— Artigo —

· · · · · · ·

A Organização das Nações Unidas (ONU) tem como meta até 2030: “Acabar com a fome, alcançar a segurança alimentar, melhorar a nutrição e promover uma agricultura sustentável”. Em 2021 o Brasil retornou para o Mapa da Fome e o fato leva-nos a uma pergunta: quais são as causas da fome no Brasil? O texto base da Campanha da Fraternidade de 2023 apresenta as causas com informações bem argumentadas.

A Campanha da Fraternidade que inicia em tempo quaresmal não é um exercício espiritual piedoso. Ela não se confunde e nem substitui a prática espiritual dos cristãos que intensificam na quaresma a oração, jejum e a esmola. A Campanha da Fraternidade, tem outro objetivo, o qual contribui imensamente com a vida quaresmal, como fortalecer à luz da leitura da Palavra de Deus a consciência cristã libertadora, o processo de conversão humana e coletiva e a práxis da fé em dimensão social.

A Campanha da Fraternidade propõe reflexão da problemática social - da fome – e que seja abordada mediante o maior envolvimento dos cristãos, comunidades e grupos eclesiais, instituições e associações civis, segmentos e organizações populares. A abordagem da problemática da fome à luz do Evangelho espera transformações espirituais, sociais, político-econômicas e ecológicas, coerente com projeto do Reino de Deus.

Os números da fome no Brasil são preocupantes e vergonhosos. Em abril de 2022, apenas 41,3% dos domicílios tinham seus moradores em Segurança Alimentar (SA). O restante, 58,1% viviam em algum nível de Insegurança Alimentar (IA), destes 15,5% conviviam com a fome. A situação em números absolutos, significa que do total de 217,7 milhões de pessoas, 125,2 milhões convivem com alguma Insegurança Alimentar. Em estado de insegurança grave estão 33 milhões de pessoas ou 15% da população passa fome diariamente. É como se todos os habitantes das setes maiores cidades do Brasil – São Paulo, Rio de Janeiro, Brasília, Salvador, Fortaleza, Belo Horizonte e Manaus, todos passassem fome.

· · · · · · ·

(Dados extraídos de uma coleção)
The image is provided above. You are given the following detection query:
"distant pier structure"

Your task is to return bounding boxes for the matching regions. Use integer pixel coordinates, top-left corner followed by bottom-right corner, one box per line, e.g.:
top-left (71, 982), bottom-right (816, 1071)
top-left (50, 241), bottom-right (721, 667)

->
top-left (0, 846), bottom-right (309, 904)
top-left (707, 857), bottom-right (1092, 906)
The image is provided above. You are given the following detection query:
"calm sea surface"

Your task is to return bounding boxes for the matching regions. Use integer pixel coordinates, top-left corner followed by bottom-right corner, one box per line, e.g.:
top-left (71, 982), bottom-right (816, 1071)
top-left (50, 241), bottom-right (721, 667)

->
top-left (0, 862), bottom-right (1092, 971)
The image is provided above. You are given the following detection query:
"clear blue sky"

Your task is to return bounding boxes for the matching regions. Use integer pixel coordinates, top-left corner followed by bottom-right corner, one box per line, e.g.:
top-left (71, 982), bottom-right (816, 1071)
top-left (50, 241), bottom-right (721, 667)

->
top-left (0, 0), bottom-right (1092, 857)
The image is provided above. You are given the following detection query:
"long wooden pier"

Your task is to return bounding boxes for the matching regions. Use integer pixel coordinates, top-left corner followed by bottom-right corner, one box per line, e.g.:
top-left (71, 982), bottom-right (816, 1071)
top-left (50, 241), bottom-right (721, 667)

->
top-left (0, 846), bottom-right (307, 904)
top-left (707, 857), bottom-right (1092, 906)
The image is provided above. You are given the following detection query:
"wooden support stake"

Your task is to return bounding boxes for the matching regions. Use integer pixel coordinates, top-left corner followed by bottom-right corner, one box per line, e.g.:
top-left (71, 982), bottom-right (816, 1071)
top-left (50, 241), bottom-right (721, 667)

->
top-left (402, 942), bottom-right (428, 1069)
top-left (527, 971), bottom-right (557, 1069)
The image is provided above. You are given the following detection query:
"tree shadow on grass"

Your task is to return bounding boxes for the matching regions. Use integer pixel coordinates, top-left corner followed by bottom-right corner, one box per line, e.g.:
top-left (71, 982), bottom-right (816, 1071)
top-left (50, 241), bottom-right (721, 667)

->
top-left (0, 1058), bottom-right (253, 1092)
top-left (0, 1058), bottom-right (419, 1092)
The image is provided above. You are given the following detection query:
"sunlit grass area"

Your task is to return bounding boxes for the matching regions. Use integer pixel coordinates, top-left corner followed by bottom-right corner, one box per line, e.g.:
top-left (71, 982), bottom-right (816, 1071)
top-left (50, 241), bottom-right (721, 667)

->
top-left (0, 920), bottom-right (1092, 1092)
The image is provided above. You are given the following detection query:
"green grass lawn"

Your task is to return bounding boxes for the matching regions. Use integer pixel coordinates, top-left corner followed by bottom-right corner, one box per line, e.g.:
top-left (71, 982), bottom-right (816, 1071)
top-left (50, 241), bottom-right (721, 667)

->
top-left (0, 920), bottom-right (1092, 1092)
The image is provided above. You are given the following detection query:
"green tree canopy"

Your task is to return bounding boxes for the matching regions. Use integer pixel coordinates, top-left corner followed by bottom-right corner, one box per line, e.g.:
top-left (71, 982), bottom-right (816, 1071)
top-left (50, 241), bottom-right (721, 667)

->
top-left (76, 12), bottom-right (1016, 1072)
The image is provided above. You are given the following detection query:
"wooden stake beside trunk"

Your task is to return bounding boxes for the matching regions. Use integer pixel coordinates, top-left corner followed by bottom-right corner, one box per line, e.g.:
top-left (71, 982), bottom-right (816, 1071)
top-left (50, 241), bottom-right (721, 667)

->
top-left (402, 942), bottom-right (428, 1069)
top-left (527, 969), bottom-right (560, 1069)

· · · · · · ·

— Detalhes do exercício —
Continue o artigo sobre a fome no Brasil depois da última frase apresentada.

— Resposta da tarefa —
As causas que levaram o Brasil para o Mapa da Fome, são claras. Os fatores climáticos, as guerras, epidemias, desastres naturais de todas as espécies, por mais impacto que causem, estão longe de serem os responsáveis pela situação de fome. Uma das primeiras causas da fome no Brasil é a sua estrutura fundiária. Pensando na grande produção e exportação, a terra foi mal distribuída e de maneira irregular por meio dos estabelecimentos latifundiários. Nos países europeus, as terras foram divididas em pequenas áreas para a produção familiar e o consumo local. A política agrícola do Brasil coloca o sistema produtivo a serviço do sistema econômico-financeiro, incentivador do agronegócio exportador, que favorece os interesses do mercado internacional. No Brasil não se produz para comer, mas para exportar. Em produção de alimentos somos o chamado “o celeiro do mundo”, enquanto a fome assola as áreas rurais e suburbanas do país. A política agrícola tem contribuído para um retrocesso significativo no combate à fome no Brasil.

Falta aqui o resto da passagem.